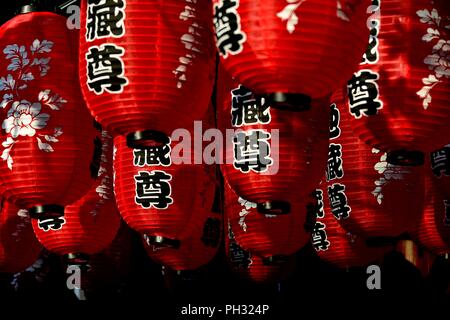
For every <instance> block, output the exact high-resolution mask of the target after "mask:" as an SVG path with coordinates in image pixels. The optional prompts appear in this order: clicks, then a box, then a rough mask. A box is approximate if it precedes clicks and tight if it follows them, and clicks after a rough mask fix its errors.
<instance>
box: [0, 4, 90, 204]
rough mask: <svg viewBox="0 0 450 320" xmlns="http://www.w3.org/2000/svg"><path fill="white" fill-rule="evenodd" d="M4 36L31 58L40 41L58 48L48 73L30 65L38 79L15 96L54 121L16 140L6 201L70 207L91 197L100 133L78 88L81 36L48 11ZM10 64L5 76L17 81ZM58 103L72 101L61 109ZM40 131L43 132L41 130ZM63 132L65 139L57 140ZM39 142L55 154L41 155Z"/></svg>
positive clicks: (43, 152)
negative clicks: (57, 109) (86, 105)
mask: <svg viewBox="0 0 450 320" xmlns="http://www.w3.org/2000/svg"><path fill="white" fill-rule="evenodd" d="M0 35H1V37H0V38H1V44H0V46H1V48H2V50H3V49H4V47H5V46H7V45H13V44H17V45H18V46H23V48H24V49H25V51H26V52H28V55H31V53H30V51H29V48H30V47H31V46H32V44H33V43H34V41H35V40H39V41H41V43H42V42H43V41H44V40H47V41H51V42H52V43H53V46H52V47H51V49H49V52H47V53H45V54H48V57H47V58H48V59H49V61H48V67H49V69H48V71H47V74H46V75H44V76H41V75H40V74H39V73H37V72H36V70H34V69H33V68H32V66H30V67H29V69H28V71H29V72H28V73H29V74H32V75H33V77H34V78H33V80H32V81H28V82H27V87H26V88H25V89H23V90H17V92H16V93H15V96H14V100H18V101H21V102H22V103H24V101H25V102H29V103H38V104H39V105H40V113H39V115H40V116H41V117H43V115H44V114H47V115H48V119H47V122H46V125H44V126H42V123H41V124H40V125H36V124H34V125H35V126H36V130H35V134H34V135H33V136H30V135H28V136H27V135H19V136H18V137H16V139H15V143H14V144H13V145H12V148H11V150H10V156H11V157H12V160H13V162H12V168H11V169H9V168H8V167H7V161H3V160H2V161H0V166H1V170H2V174H1V175H0V179H1V180H2V181H3V183H4V184H5V186H6V189H7V191H6V196H7V197H8V198H10V199H11V201H13V202H15V203H16V204H17V205H19V206H20V207H22V208H29V207H31V206H35V205H42V204H58V205H62V206H64V205H67V204H70V203H72V202H74V201H75V200H77V199H79V198H80V197H81V196H82V195H83V194H84V193H86V192H87V190H89V187H90V186H91V185H92V183H93V179H91V177H90V171H89V165H90V162H91V161H92V151H93V143H92V142H93V140H94V137H95V130H94V128H93V126H92V118H91V116H90V114H89V112H88V110H87V108H86V107H85V104H84V101H83V99H82V97H81V91H80V87H79V84H78V66H77V63H76V61H77V52H78V50H77V42H78V32H77V31H69V30H68V29H67V28H66V19H65V18H64V17H62V16H59V15H56V14H52V13H48V12H45V13H44V12H42V13H30V14H24V15H19V16H16V17H15V18H13V19H12V20H10V21H9V22H7V23H6V24H4V25H3V26H2V27H1V28H0ZM19 36H20V38H19ZM28 58H31V57H30V56H28ZM42 58H45V57H42ZM44 60H45V59H44ZM7 63H9V60H6V59H2V60H0V72H1V74H2V75H3V72H8V73H9V72H11V74H12V76H13V77H15V76H16V75H17V74H16V73H18V72H19V71H15V72H13V71H7ZM32 63H35V61H34V60H33V62H32ZM32 63H30V64H32ZM8 70H9V69H8ZM46 90H50V91H49V92H47V94H46V95H47V96H48V97H47V98H46V97H45V96H46V95H45V94H44V95H42V93H45V91H46ZM41 95H42V96H41ZM58 98H61V99H64V100H66V102H65V103H60V106H59V107H58V102H57V99H58ZM50 100H51V101H50ZM9 106H10V105H9ZM57 108H59V110H56V109H57ZM10 110H12V109H10ZM22 111H23V110H22ZM34 112H36V110H35V111H34ZM39 115H34V116H37V117H39ZM7 116H10V114H9V113H8V115H7ZM40 126H42V128H38V127H40ZM58 128H59V130H60V133H61V134H60V135H58V136H57V138H56V131H57V129H58ZM1 135H2V141H4V140H5V141H6V139H7V138H8V139H11V135H9V134H7V133H6V132H5V131H3V130H2V133H1ZM38 139H40V141H41V143H42V144H43V145H45V144H48V146H50V147H48V146H47V148H51V149H47V151H48V150H50V151H51V152H46V151H44V150H40V148H39V143H38V141H39V140H38Z"/></svg>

○ ○ ○ ○ ○

Task instructions >> Quote only what lies between the first line of the records and the line containing "box: [0, 4, 90, 204]", please, including both lines and excluding images.

Solved exercise >>
For every <instance> block, output the exact high-resolution mask of the target after "mask:" as an SVG path with coordinates in image pixels. The optional prompts appear in this order: clicks, then a box, then a rough mask. A box is approximate if it precedes clicks and tight if it follows them, and clicks after a rough mask fix its errors.
<instance>
box: [0, 4, 90, 204]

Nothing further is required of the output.